Requirement: Copy the records below without altering a single word.

[Stored dataset items]
═══
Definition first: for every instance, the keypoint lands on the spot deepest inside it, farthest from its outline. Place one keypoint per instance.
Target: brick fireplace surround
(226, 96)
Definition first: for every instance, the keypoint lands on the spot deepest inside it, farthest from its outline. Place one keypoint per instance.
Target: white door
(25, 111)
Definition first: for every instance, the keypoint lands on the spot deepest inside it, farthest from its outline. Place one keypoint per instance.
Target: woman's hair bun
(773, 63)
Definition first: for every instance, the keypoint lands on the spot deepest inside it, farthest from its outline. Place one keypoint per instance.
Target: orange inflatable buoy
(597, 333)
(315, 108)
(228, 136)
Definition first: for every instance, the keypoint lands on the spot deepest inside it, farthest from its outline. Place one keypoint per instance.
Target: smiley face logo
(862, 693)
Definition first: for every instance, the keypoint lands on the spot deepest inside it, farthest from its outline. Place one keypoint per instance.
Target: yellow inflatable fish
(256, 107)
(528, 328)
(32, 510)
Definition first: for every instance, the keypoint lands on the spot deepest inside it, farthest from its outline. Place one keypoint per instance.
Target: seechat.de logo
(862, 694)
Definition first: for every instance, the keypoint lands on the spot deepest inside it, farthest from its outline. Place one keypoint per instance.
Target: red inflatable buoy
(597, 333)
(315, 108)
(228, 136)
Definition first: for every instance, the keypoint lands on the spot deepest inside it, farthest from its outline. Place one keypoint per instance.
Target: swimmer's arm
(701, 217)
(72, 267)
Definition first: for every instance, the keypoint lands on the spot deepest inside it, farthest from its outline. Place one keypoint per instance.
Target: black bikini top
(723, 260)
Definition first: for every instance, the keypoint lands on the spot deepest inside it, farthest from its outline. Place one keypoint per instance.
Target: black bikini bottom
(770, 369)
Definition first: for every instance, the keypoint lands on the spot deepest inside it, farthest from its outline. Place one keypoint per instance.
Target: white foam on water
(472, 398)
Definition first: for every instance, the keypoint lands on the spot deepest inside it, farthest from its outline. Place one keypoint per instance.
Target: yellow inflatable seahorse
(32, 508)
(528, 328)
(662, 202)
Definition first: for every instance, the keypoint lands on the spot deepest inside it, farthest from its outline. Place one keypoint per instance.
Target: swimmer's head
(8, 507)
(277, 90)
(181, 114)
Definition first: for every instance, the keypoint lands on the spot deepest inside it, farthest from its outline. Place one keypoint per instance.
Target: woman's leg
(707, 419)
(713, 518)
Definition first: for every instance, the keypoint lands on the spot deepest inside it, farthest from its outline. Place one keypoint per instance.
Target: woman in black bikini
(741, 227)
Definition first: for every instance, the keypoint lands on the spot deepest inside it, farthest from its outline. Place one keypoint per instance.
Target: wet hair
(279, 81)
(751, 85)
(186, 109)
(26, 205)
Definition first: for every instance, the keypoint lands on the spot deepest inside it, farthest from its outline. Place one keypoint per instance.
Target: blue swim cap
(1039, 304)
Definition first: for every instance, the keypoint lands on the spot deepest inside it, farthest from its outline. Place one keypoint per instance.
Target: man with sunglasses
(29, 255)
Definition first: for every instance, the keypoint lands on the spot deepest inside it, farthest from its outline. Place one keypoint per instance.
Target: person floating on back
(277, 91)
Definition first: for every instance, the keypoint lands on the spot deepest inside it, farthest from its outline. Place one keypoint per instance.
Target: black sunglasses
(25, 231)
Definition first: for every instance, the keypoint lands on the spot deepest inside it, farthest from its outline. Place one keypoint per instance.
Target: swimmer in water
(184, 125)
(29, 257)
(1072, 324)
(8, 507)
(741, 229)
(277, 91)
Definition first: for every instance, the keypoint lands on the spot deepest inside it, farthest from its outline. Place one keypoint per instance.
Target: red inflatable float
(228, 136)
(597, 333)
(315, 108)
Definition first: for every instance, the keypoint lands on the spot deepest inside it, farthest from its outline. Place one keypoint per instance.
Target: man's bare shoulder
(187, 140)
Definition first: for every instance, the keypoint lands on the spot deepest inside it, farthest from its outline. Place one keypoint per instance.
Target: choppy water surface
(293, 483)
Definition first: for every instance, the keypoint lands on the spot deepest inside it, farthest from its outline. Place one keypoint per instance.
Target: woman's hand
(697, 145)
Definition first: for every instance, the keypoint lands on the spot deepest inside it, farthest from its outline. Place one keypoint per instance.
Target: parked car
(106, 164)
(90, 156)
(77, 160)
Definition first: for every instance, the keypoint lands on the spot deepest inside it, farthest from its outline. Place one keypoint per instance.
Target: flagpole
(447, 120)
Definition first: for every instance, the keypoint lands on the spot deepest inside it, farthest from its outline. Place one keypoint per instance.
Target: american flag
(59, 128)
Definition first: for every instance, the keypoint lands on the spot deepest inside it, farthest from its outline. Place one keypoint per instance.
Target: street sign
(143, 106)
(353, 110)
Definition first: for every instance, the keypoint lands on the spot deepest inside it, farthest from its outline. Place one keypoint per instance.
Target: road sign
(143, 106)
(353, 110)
═══
Completed exercise:
Definition first: for every instance, the keypoint lands on the spot deepest inside it, farthest from its outline. Place one keypoint per instance.
Target: brick fireplace surround
(226, 96)
Definition first: for every instance, the keypoint lands on the spot deepest inside it, farthest from its outline. Place one keypoint per instance.
Target: white door
(25, 111)
Definition first: for every instance, the keypoint lands on the spot deepest inside it, farthest from its outline. Place one keypoint per instance.
Target: woman's hair bun
(773, 63)
Definition first: for every instance, the keypoint lands on the spot deepest inside it, farthest from its outline. Place one keypoint per instance.
Target: orange inflatable buoy
(597, 333)
(315, 108)
(228, 136)
Definition first: for every instance, the keypoint lands on the spot deepest inside it, farthest from its outline. Place one keypoint per instance.
Target: smiley face logo
(862, 693)
Definition first: for every instance, the keypoint lands on the spot deepest inside it, farthest from its outline. Place one keypoint per instance.
Target: yellow inflatable fish
(256, 107)
(528, 328)
(32, 510)
Definition first: for every instance, the keypoint lands on the spot deepest inside it, farthest from its outline. Place one keypoint per instance.
Target: seechat.de logo
(862, 694)
Definition first: for every instance, the keypoint lands on the spot deepest inside it, farthest from its outline. Place one keypoint per instance.
Target: red inflatable buoy
(597, 333)
(315, 108)
(228, 136)
Definition first: for every instance, the keypoint lands on the spot deepest inside it, farthest from its outline. Place one keypoint per instance.
Target: swimmer's arm
(701, 217)
(72, 267)
Definition first: for every instance, the keypoint lands on the spot deepest inside it, farthest from its outline. Place one keypoint per instance.
Target: black bikini top
(723, 260)
Definition first: for every instance, the keypoint lands on the spot deepest inside it, farthest from its outline. Place one keypoint per instance.
Target: black bikini bottom
(770, 369)
Definition first: for every instance, the keypoint lands on the spot deepest inside it, farthest from its outline. Place one keypoint per instance.
Target: white foam on water
(472, 398)
Definition first: for every instance, the keypoint lands on the spot deepest inside it, farthest from its outline. Place one keypoint per instance.
Target: yellow inflatable seahorse
(32, 508)
(528, 328)
(662, 202)
Definition first: for every instance, the keypoint lands on the spot deepest inside it, farthest from its outline. Place one keypoint per instance.
Target: swimmer's head
(8, 507)
(277, 90)
(181, 114)
Definition first: for every instance, the keypoint lands on the spot deepest inside it, farthest from its outline. Place one keypoint per instance.
Target: woman's leg
(707, 419)
(713, 518)
Definition first: for every instance, the keypoint lands on the spot deepest inside it, farthest from its outline. Place one keypoint per instance.
Target: woman in black bikini
(741, 227)
Definition first: for every instance, the keypoint lands on the spot deepest inside it, farthest from its outline. Place one keypoint per instance.
Target: wet hair
(279, 81)
(751, 85)
(186, 109)
(26, 205)
Definition first: for every instance, the keypoint lands on the spot deepest inside it, farthest from its outline. Place one keypoint per instance.
Target: blue swim cap
(1039, 304)
Definition first: for every instance, the keypoint lands on the spot deepest inside it, farthest from its outline. Place one keypoint per instance.
Target: man with sunglasses
(29, 255)
Definition first: for every instance, the keypoint lands on the spot deepest inside it, farthest from its outline. Place one keypoint per instance.
Target: person floating on back
(277, 91)
Definition first: for every instance, the keypoint lands on the spot deepest inside it, farthest from its outline. Place one keypoint per instance.
Target: black sunglasses
(25, 231)
Definition first: for every instance, the keypoint lands on the spot deepest inside it, farthest from its outline. Place one keypoint per instance.
Target: swimmer in water
(184, 125)
(29, 257)
(1072, 324)
(8, 507)
(741, 229)
(277, 91)
Definition first: for every instance, the keypoint lands on the spot deepest inside it, farthest from its outline. Place one keypoint per instance.
Target: red inflatable float
(228, 136)
(597, 333)
(315, 108)
Definition first: for every instance, the keypoint lands on the spot deepest inside it, farthest from its outline. Place one keypoint per instance.
Target: man's bare shoulder
(187, 140)
Definition first: for every instance, the keypoint lands on the spot deepest inside it, farthest from its outline. Place one keypoint per instance.
Target: choppy water surface
(293, 483)
Definition first: for every instance, the keypoint lands on the spot deepest inside it, farthest from its outline. Place one keypoint per instance.
Target: woman's hand
(697, 145)
Definition first: for every instance, the keypoint lands on the spot deepest inside it, farthest from its outline. Place one keypoint per instance.
Target: parked car
(106, 164)
(90, 156)
(77, 160)
Definition first: for every instance, the keypoint lands on the spot deepest inside it, farthest from its outline. Place one keypoint per instance.
Target: flagpole
(447, 120)
Definition first: for every instance, the keypoint lands on the spot deepest inside it, farthest from its outline. Place one keypoint per instance.
Target: american flag
(59, 128)
Definition first: for every instance, the keypoint lands on the spot deepest inside it, farthest from its outline. Place one keypoint per instance.
Target: street sign
(143, 106)
(353, 110)
Definition first: for every instance, the keypoint lands on the spot deepest inside it, farthest from its outline. Place one keypoint per instance.
Target: road sign
(143, 106)
(353, 110)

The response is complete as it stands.